Referring expression data
_ _ _ _

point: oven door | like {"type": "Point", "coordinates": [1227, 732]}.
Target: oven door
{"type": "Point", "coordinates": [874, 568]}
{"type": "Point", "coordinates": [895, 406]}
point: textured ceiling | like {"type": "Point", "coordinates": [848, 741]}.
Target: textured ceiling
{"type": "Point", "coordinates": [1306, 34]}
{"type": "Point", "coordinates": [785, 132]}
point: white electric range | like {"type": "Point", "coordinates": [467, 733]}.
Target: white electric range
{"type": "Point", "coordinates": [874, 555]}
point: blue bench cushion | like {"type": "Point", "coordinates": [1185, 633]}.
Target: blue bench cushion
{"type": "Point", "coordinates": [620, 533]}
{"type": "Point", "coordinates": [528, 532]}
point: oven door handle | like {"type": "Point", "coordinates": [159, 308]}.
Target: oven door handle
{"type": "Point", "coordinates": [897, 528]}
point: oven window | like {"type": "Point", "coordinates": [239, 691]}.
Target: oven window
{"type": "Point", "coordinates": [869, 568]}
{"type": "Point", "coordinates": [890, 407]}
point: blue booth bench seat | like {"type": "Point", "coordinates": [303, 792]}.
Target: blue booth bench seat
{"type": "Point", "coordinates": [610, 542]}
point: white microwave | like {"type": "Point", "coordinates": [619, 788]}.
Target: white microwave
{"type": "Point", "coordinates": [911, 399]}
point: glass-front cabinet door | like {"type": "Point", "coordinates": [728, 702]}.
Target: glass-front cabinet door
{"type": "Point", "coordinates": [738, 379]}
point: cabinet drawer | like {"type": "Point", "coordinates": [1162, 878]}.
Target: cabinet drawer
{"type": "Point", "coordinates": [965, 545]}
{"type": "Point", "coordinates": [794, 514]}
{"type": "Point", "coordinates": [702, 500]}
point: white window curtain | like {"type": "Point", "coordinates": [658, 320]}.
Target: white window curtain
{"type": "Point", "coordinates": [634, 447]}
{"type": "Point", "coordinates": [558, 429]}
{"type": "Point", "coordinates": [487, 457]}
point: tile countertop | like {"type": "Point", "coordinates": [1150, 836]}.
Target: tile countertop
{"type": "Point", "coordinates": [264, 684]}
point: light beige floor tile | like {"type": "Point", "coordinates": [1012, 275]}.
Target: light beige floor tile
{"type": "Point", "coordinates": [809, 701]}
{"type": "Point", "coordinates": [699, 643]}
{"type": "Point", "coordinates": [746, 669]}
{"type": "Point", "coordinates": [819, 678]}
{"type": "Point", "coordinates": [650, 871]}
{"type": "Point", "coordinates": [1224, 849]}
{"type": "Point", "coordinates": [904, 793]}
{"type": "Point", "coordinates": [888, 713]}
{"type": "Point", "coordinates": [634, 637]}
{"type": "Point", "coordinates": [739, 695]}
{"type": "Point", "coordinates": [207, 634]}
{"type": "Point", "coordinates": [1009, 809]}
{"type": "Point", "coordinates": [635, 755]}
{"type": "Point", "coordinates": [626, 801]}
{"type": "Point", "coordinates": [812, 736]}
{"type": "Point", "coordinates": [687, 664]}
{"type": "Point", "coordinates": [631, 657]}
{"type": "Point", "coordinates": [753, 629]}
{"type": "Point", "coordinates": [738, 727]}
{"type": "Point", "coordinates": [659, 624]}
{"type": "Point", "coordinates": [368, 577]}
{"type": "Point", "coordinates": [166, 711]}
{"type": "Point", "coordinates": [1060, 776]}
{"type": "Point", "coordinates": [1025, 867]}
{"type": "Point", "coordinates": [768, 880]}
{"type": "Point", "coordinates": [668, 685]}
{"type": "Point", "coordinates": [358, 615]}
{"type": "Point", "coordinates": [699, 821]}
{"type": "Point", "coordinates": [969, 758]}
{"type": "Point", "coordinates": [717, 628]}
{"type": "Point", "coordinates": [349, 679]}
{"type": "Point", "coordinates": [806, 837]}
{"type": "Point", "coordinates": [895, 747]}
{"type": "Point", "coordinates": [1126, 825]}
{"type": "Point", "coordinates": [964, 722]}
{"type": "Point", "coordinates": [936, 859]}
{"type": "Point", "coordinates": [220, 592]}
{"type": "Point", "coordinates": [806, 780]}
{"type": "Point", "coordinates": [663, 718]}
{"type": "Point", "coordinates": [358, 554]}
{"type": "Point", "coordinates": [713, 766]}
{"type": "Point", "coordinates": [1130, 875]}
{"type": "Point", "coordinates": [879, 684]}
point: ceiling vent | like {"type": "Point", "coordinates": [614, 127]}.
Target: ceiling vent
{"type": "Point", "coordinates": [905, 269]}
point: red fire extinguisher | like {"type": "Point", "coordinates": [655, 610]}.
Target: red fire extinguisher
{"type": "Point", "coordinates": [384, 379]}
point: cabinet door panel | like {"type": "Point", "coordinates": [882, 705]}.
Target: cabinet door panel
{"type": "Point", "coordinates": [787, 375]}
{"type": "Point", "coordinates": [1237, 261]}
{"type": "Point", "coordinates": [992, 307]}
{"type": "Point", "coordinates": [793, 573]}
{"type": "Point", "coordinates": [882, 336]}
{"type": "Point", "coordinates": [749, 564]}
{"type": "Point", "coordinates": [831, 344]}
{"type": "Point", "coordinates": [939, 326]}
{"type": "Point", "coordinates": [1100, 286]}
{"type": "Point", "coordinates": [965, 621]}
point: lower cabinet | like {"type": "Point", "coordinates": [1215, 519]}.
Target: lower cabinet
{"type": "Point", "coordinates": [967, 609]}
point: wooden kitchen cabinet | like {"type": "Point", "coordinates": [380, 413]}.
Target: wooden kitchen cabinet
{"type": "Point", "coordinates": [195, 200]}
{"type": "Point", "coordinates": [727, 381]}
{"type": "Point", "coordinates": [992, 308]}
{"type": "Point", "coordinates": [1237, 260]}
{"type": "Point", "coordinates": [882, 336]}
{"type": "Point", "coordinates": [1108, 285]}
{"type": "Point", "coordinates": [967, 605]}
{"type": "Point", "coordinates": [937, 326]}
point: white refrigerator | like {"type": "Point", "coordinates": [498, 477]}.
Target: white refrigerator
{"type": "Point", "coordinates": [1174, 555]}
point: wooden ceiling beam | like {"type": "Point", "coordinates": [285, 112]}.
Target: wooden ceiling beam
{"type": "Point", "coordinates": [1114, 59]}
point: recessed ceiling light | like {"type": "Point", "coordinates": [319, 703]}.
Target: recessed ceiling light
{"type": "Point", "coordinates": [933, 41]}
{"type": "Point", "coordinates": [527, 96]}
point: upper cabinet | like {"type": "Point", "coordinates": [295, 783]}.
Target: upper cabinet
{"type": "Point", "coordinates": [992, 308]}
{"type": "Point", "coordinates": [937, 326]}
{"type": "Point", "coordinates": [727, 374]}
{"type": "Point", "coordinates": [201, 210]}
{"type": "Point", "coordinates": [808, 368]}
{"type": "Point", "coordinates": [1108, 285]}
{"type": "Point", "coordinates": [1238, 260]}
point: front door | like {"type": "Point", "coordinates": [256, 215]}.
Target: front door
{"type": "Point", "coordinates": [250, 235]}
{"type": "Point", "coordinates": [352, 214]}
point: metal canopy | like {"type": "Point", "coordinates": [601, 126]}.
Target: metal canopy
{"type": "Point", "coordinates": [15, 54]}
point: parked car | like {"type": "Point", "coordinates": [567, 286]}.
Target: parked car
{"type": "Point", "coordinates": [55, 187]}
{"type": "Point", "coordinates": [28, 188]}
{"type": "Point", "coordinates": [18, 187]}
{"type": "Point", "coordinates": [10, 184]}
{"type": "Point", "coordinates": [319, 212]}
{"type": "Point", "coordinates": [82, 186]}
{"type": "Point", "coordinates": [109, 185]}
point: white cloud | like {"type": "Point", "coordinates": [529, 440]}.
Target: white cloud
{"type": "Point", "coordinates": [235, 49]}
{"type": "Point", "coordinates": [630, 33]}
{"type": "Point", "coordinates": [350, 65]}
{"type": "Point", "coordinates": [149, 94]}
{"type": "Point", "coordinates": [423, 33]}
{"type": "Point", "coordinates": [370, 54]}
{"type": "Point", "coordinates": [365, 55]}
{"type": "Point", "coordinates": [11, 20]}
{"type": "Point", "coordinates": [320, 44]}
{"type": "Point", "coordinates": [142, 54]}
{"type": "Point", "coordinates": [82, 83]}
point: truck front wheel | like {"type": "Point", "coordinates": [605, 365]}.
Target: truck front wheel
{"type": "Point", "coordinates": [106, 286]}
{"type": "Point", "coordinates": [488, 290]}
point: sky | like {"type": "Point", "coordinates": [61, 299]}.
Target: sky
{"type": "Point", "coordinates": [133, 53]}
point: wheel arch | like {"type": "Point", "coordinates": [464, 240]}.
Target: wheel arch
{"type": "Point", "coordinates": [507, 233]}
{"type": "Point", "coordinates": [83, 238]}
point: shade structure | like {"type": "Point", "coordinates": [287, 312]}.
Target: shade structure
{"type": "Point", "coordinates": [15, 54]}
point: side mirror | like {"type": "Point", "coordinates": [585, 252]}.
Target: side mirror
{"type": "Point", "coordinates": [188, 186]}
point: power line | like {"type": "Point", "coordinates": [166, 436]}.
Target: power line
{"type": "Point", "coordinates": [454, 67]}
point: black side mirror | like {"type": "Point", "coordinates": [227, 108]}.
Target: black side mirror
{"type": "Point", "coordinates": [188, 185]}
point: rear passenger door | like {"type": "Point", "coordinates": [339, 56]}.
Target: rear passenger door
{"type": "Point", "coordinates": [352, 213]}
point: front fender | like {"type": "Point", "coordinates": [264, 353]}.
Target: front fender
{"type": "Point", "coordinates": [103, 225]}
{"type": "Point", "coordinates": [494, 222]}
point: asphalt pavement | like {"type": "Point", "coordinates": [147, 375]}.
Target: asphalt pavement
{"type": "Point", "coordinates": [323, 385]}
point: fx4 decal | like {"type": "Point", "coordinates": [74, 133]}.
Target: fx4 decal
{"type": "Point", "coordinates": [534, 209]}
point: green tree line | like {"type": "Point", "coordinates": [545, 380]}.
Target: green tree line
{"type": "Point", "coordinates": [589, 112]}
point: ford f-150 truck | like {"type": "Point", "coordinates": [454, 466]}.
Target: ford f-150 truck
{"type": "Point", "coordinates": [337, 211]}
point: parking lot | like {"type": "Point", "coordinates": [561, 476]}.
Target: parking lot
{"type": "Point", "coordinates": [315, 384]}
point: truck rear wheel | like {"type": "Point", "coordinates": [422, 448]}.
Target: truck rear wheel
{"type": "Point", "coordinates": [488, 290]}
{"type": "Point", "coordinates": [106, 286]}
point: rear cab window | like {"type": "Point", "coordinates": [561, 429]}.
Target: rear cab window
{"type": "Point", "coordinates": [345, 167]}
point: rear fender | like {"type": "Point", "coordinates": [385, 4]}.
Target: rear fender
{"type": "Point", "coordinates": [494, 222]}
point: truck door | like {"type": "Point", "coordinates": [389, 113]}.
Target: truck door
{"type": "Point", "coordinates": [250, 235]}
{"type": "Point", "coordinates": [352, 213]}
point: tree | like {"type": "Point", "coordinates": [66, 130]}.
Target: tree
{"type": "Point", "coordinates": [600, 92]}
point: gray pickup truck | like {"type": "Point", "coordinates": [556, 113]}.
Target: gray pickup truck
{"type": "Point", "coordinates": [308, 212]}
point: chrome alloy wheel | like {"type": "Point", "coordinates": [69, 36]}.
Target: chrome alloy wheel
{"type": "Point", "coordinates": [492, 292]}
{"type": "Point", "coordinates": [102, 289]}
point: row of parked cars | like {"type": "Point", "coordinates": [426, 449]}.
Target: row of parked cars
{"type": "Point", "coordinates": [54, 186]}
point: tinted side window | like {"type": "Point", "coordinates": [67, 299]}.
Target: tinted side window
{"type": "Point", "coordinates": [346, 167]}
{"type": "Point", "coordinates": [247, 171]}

_ _ _ _

▶ [What you have to do]: From the records above, copy only the lines starting with the line that holds "point: truck front" and going on through the line that holds "point: wheel arch", exactly as written.

▶ [Solved problem]:
point: truck front wheel | like {"type": "Point", "coordinates": [605, 365]}.
Target: truck front wheel
{"type": "Point", "coordinates": [106, 286]}
{"type": "Point", "coordinates": [488, 290]}
point: sky | like {"type": "Point", "coordinates": [61, 299]}.
Target: sky
{"type": "Point", "coordinates": [133, 53]}
point: wheel arch | like {"type": "Point", "coordinates": [464, 240]}.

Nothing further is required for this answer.